Type out all the records once more, exactly.

------ PROVIDED RECORDS ------

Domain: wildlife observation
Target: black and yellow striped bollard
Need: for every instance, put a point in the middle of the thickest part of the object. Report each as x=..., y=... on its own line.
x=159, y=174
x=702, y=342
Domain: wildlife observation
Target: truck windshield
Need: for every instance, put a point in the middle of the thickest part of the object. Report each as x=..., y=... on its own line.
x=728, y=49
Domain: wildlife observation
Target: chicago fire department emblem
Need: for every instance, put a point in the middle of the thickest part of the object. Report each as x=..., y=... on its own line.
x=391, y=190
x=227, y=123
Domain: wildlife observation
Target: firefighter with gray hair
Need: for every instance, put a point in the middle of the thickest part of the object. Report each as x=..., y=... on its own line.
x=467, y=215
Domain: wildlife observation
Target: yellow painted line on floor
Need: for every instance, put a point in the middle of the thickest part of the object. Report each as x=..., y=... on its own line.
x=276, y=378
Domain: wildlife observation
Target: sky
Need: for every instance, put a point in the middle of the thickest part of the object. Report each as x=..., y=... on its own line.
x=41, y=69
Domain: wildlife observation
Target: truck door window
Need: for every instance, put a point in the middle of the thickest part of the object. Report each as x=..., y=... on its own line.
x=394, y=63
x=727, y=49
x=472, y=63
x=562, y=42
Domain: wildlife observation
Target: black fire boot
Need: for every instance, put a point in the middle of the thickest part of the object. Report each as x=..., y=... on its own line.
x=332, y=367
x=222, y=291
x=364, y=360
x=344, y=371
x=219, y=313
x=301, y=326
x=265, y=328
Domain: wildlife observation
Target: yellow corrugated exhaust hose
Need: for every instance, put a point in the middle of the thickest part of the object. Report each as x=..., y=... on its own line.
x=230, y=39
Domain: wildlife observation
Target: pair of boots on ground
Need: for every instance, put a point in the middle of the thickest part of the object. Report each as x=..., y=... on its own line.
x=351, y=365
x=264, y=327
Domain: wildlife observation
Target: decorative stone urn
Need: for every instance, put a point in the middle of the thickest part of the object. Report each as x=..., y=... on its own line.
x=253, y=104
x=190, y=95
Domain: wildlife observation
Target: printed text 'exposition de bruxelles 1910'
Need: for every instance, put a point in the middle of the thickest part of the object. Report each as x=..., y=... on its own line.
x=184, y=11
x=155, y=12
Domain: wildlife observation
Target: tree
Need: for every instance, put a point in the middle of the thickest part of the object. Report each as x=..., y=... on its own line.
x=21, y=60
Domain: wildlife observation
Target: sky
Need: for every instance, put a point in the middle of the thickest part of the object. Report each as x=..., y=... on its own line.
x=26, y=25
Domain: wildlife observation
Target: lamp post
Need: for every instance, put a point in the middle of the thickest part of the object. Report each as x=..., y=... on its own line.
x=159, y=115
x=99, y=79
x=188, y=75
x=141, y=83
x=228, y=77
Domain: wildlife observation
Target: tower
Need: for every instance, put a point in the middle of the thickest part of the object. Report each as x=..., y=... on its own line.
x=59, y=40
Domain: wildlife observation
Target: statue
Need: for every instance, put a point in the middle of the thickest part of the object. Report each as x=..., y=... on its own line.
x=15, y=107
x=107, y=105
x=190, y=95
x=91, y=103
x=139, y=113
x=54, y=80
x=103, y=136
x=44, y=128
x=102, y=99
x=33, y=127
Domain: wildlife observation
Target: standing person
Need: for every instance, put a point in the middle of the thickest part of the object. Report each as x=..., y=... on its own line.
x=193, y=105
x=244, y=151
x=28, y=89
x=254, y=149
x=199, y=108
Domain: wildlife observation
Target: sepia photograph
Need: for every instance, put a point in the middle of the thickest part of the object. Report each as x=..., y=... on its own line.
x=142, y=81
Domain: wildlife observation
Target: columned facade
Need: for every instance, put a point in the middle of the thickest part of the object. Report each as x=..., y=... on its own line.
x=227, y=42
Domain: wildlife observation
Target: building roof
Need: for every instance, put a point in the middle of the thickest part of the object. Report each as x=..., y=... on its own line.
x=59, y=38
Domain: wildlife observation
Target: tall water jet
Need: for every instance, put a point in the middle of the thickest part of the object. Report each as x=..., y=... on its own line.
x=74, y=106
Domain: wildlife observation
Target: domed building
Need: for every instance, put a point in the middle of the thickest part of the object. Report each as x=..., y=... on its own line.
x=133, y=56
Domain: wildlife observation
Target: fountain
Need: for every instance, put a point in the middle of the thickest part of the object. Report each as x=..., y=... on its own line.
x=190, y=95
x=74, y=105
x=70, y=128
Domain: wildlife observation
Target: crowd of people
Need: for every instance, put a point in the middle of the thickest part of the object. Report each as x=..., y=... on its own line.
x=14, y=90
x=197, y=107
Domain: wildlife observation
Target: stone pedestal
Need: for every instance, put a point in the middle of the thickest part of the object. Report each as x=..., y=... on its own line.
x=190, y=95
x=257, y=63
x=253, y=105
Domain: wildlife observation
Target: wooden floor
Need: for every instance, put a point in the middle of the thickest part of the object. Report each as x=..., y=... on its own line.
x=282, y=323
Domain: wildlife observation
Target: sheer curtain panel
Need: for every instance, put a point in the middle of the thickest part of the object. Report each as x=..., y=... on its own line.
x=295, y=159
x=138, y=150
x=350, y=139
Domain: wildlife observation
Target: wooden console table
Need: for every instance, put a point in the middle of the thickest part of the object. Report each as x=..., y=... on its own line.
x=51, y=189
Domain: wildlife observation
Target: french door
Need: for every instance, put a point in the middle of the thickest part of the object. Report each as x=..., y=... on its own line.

------

**WRITTEN ANSWER**
Domain: wildlife observation
Target: black and yellow striped bollard
Need: for every instance, put a point in the middle of the thickest part of the object. Report each as x=..., y=... on its own line.
x=159, y=174
x=702, y=342
Domain: wildlife observation
Target: truck windshield
Need: for every instance, put a point in the middle of the thickest part of the object. Report each as x=..., y=... on its own line.
x=728, y=49
Domain: wildlife observation
Target: chicago fire department emblem
Need: for every instance, put a point in the middle of the thickest part of the object. Report each as x=..., y=... on its own line.
x=391, y=190
x=227, y=123
Domain: wildlife observation
Target: firefighter with gray hair
Need: for every instance, put a point in the middle of the thickest part of the object. Report each as x=..., y=... on its own line.
x=467, y=215
Domain: wildlife observation
Target: yellow painted line on floor
Need: for every instance, put a point in the middle of the thickest part of the object. Report each as x=..., y=... on its own line.
x=276, y=378
Domain: wildlife observation
Target: sky
Need: for every instance, put a point in the middle of the thickest part of the object. Report each as x=..., y=... on its own line.
x=41, y=69
Domain: wildlife observation
Target: truck door window
Need: for every instance, put a point in the middle of the thickest part of the object. Report each as x=..., y=... on its own line.
x=394, y=63
x=727, y=49
x=472, y=63
x=562, y=42
Domain: wildlife observation
Target: black fire boot
Need: for every instance, put a point in the middle of the thickest part of the object. Report each as x=..., y=... on its own line.
x=332, y=367
x=222, y=291
x=364, y=360
x=344, y=371
x=219, y=313
x=301, y=326
x=265, y=328
Domain: wildlife observation
Target: yellow corrugated exhaust hose
Need: for every instance, put a point in the middle of the thickest part of the object. Report each as x=..., y=... on its own line.
x=230, y=39
Domain: wildlife observation
Target: pair of boots on ground
Need: for every instance, put a point in the middle of the thickest part of the object. Report each as x=..., y=... on its own line.
x=351, y=365
x=264, y=327
Domain: wildlife observation
Target: decorative stone urn
Need: for every instance, put a point in the middle of the thickest part of the object. Report each as x=..., y=... on its own line.
x=253, y=104
x=190, y=95
Domain: wildlife observation
Target: printed text 'exposition de bruxelles 1910'
Need: for every instance, put a point in the middle of the thickest part of the object. Report each as x=..., y=... on its own line.
x=184, y=11
x=155, y=12
Domain: wildlife observation
Target: tree
Need: for every instance, put a point in the middle of the thickest part of the object. Report each as x=..., y=... on its own line.
x=21, y=60
Domain: wildlife observation
Target: sky
Need: for every instance, put a point in the middle of the thickest part of the object. Report each as x=..., y=... on its own line.
x=26, y=25
Domain: wildlife observation
Target: lamp post
Need: for every instance, put a point in the middle of the thickest part of the object. Report each as x=..., y=... on its own line.
x=159, y=115
x=99, y=79
x=188, y=75
x=141, y=83
x=228, y=77
Domain: wildlife observation
Target: tower
Need: for every instance, put a point in the middle of the thickest part of the object. Report each as x=..., y=... on its own line.
x=59, y=40
Domain: wildlife observation
Target: statue
Need: for every instance, put a point in the middle of the thickest part of the object. Report each as x=..., y=... on its own line.
x=15, y=107
x=107, y=105
x=190, y=95
x=91, y=103
x=139, y=113
x=54, y=80
x=103, y=136
x=44, y=128
x=102, y=99
x=33, y=127
Domain: wildlife observation
Target: standing person
Need: for every instance, put a point in the middle of the thickest part of the object. Report each as x=..., y=... on its own line.
x=193, y=105
x=244, y=151
x=28, y=89
x=254, y=149
x=199, y=108
Domain: wildlife observation
Target: sepia photograph
Need: for every instance, put a point in the middle of the thickest part of the object. Report each as x=..., y=... on its own line.
x=142, y=81
Domain: wildlife observation
Target: columned facade
Need: for every instance, put a point in the middle of the thickest part of the object. Report each as x=..., y=... on its own line.
x=227, y=42
Domain: wildlife observation
Target: building roof
Need: for every instance, put a point in the middle of the thickest part of the object. Report each as x=..., y=... on its own line.
x=59, y=38
Domain: wildlife observation
Target: tall water jet
Need: for every instance, put a point in the middle of the thickest part of the object. Report each as x=..., y=... on its own line.
x=74, y=106
Domain: wildlife observation
Target: domed building
Need: for every instance, put a point in the middle of the thickest part of the object. Report each as x=..., y=... on its own line.
x=133, y=56
Domain: wildlife observation
Target: fountain
Need: for every instance, put a point in the middle of the thickest part of the object. Report each as x=..., y=... on its own line.
x=190, y=95
x=74, y=105
x=70, y=128
Domain: wildlife observation
Target: crowd of people
Need: for every instance, put a point in the middle of the thickest part of the object. Report each as x=..., y=... on its own line.
x=14, y=90
x=197, y=107
Domain: wildlife observation
Target: stone pedestal
Need: for every instance, put a point in the middle of the thickest part of the object. Report each as x=..., y=... on its own line.
x=190, y=95
x=257, y=63
x=253, y=105
Domain: wildlife observation
Target: wooden floor
Need: for every instance, put a point in the middle of the thickest part of the object. Report each as x=..., y=... on its own line.
x=282, y=323
Domain: wildlife observation
Target: sheer curtain panel
Need: for every instance, put a point in the middle of the thickest part of the object. Report each as x=..., y=... on its own line.
x=295, y=159
x=138, y=150
x=350, y=139
Domain: wildlife observation
Target: wooden console table
Need: for every instance, put a point in the middle of the thickest part of the object. Report each as x=..., y=... on its own line.
x=51, y=189
Domain: wildlife observation
Target: french door
Need: for every instance, put a point in the middle of the thickest part of the object. Report each as x=..., y=... on its own line.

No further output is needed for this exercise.